BEGIN Recorded information

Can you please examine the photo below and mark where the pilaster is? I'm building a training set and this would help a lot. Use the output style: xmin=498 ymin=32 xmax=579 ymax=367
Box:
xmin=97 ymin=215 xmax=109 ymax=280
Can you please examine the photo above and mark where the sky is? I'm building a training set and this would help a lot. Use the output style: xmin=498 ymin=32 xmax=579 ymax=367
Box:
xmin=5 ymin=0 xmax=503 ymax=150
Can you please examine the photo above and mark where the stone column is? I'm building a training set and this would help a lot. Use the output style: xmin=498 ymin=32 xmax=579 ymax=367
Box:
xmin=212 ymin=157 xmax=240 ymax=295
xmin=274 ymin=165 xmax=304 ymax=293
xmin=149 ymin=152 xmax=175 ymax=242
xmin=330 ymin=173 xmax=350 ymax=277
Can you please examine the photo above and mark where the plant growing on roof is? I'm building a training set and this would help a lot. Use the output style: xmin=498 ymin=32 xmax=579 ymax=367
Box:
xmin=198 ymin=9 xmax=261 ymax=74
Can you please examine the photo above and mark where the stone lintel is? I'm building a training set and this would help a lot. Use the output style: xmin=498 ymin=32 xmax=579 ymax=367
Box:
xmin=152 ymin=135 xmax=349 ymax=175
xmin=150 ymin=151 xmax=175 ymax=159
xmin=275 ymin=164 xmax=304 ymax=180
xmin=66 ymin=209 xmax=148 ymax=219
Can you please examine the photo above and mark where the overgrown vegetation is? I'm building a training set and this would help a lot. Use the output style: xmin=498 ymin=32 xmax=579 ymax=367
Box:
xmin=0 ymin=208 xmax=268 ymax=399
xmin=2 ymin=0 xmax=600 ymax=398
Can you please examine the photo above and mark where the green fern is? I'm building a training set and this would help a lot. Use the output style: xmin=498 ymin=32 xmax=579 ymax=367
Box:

END Recorded information

**About this task**
From the records above, copy out the line with "where the sky", the line with "the stone lintel", and every line between them, word for word.

**The answer**
Can you please examine the photo above and mark where the sky is? I'm building a training set and this would help a lot. Use the output style: xmin=498 ymin=32 xmax=579 ymax=367
Box:
xmin=5 ymin=0 xmax=503 ymax=150
Can you please examine the photo above and mark where the stone column is? I'm building a training set and this would help a lot. Use the output style: xmin=498 ymin=32 xmax=579 ymax=367
Box:
xmin=212 ymin=157 xmax=240 ymax=295
xmin=274 ymin=165 xmax=304 ymax=293
xmin=149 ymin=152 xmax=175 ymax=242
xmin=330 ymin=173 xmax=350 ymax=277
Can you please examine the photo above and mark where the plant growing on roof is? I'm building a training set and this would help a lot. Use the output style: xmin=498 ymin=32 xmax=579 ymax=367
Box:
xmin=198 ymin=9 xmax=261 ymax=74
Can you please examine the photo above and mark where the stone lintel is? I'm building a training set and this would help a lot. Use the output style: xmin=498 ymin=32 xmax=579 ymax=367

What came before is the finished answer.